_Your task_
The answer is the full set of records below, transcribed exactly.

_Data_
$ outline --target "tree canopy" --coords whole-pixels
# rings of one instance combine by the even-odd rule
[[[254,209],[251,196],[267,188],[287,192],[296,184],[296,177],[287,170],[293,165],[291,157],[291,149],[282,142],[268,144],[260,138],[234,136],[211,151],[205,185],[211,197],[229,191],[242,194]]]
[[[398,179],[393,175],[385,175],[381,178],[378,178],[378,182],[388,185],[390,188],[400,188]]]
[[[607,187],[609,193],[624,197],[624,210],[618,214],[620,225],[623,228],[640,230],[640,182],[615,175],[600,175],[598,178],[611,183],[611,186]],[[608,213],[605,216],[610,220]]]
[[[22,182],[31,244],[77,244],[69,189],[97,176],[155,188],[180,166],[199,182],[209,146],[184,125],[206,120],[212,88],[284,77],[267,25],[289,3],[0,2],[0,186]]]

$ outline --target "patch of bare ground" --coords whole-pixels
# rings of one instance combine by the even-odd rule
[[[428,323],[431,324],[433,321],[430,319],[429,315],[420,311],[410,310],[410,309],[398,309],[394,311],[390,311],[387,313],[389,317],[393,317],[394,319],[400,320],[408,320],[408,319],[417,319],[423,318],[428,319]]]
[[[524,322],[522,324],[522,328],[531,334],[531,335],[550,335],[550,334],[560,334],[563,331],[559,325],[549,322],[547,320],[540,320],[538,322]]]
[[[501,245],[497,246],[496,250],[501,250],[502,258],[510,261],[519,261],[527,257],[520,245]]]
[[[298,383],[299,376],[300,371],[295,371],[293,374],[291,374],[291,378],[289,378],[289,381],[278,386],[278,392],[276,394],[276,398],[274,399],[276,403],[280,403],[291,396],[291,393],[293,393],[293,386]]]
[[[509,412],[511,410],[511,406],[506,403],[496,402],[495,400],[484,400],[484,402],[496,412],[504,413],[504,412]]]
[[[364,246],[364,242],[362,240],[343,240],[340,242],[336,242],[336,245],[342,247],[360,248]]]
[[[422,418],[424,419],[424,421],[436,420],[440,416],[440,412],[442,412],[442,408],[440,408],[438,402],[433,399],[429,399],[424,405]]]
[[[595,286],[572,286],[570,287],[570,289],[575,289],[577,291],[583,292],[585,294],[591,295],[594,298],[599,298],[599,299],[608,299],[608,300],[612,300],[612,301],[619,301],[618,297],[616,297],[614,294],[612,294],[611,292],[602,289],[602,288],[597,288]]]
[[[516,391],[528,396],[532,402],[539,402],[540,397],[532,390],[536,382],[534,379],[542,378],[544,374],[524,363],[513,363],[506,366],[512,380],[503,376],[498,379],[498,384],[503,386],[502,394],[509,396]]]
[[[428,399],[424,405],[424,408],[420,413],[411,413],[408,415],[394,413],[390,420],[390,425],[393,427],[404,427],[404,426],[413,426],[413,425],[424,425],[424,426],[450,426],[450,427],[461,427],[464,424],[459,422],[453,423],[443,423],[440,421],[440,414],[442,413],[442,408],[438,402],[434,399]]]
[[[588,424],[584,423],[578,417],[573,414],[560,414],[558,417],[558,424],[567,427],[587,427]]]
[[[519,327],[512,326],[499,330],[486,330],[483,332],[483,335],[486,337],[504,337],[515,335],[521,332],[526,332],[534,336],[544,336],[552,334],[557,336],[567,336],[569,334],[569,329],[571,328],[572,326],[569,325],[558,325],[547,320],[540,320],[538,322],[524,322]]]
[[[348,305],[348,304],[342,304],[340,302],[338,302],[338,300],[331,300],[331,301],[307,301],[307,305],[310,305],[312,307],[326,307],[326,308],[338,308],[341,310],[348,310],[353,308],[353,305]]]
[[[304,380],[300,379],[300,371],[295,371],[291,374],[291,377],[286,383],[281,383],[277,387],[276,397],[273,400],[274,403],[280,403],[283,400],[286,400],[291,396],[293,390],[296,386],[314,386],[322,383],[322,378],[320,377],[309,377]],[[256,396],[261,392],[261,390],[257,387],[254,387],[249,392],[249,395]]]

_Your solution_
$ outline --target "tree canopy" --coords whole-pixels
# rings of one instance combine by the even-odd rule
[[[254,209],[251,196],[267,188],[287,192],[296,184],[296,177],[287,170],[293,165],[291,157],[291,149],[282,142],[268,144],[260,138],[234,136],[211,151],[205,185],[211,197],[229,191],[242,194]]]
[[[398,179],[393,175],[385,175],[381,178],[378,178],[378,182],[388,185],[390,188],[400,188]]]
[[[607,187],[609,193],[624,197],[624,210],[618,214],[620,225],[623,228],[640,230],[640,182],[615,175],[600,175],[598,178],[611,183],[611,186]],[[608,213],[605,216],[610,220]]]
[[[22,182],[31,244],[77,244],[69,189],[97,176],[155,188],[180,166],[199,182],[209,146],[184,125],[206,120],[212,88],[284,77],[267,25],[289,3],[0,2],[0,186]]]

$ outline --target "patch of bare ground" --coords whole-pixels
# rings of one instance combine by the even-odd rule
[[[428,323],[431,324],[433,321],[430,319],[429,315],[420,311],[410,310],[410,309],[398,309],[394,311],[390,311],[387,313],[389,317],[393,317],[394,319],[400,320],[408,320],[408,319],[417,319],[423,318],[428,319]]]
[[[524,322],[522,324],[522,328],[531,334],[531,335],[550,335],[550,334],[560,334],[563,331],[559,325],[549,322],[547,320],[540,320],[538,322]]]
[[[501,245],[497,246],[496,250],[501,250],[502,258],[510,261],[519,261],[527,257],[520,245]]]
[[[298,383],[299,376],[300,371],[295,371],[293,374],[291,374],[291,378],[289,378],[289,381],[278,386],[278,392],[276,394],[276,398],[274,399],[276,403],[280,403],[291,396],[291,393],[293,393],[293,386]]]
[[[509,412],[511,410],[511,406],[506,403],[496,402],[495,400],[484,400],[484,402],[496,412],[504,413],[504,412]]]
[[[364,246],[364,242],[362,240],[343,240],[340,242],[336,242],[336,245],[342,247],[360,248]]]
[[[422,418],[424,419],[424,421],[436,420],[440,416],[440,412],[442,412],[442,408],[440,408],[438,402],[433,399],[429,399],[424,405]]]
[[[595,286],[572,286],[570,287],[570,289],[575,289],[577,291],[583,292],[585,294],[591,295],[594,298],[599,298],[599,299],[608,299],[608,300],[612,300],[612,301],[619,301],[618,297],[616,297],[614,294],[612,294],[611,292],[602,289],[602,288],[597,288]]]
[[[516,391],[528,396],[532,402],[539,402],[540,397],[532,390],[536,382],[534,379],[542,378],[544,374],[524,363],[513,363],[506,366],[512,380],[503,376],[498,379],[498,384],[503,386],[502,394],[509,396]]]
[[[428,399],[424,405],[424,408],[420,413],[411,413],[408,415],[394,413],[390,420],[390,425],[393,427],[404,427],[404,426],[413,426],[413,425],[424,425],[424,426],[450,426],[450,427],[461,427],[464,424],[459,422],[453,423],[443,423],[440,421],[440,414],[442,413],[442,408],[438,402],[434,399]]]
[[[588,424],[584,423],[578,417],[573,414],[560,414],[558,417],[558,424],[567,427],[587,427]]]
[[[519,327],[512,326],[499,330],[486,330],[483,332],[483,335],[486,337],[504,337],[515,335],[521,332],[526,332],[534,336],[544,336],[552,334],[557,336],[567,336],[569,334],[569,329],[571,328],[572,326],[569,325],[558,325],[547,320],[540,320],[538,322],[524,322]]]
[[[348,305],[348,304],[342,304],[340,302],[338,302],[338,300],[331,300],[331,301],[307,301],[307,305],[310,305],[312,307],[326,307],[326,308],[338,308],[341,310],[348,310],[353,308],[353,305]]]
[[[304,380],[300,379],[300,371],[295,371],[291,374],[291,377],[286,383],[281,383],[277,387],[276,397],[273,400],[274,403],[280,403],[283,400],[286,400],[291,396],[293,390],[296,386],[314,386],[322,383],[322,378],[320,377],[309,377]],[[256,396],[261,392],[261,390],[257,387],[254,387],[249,392],[249,395]]]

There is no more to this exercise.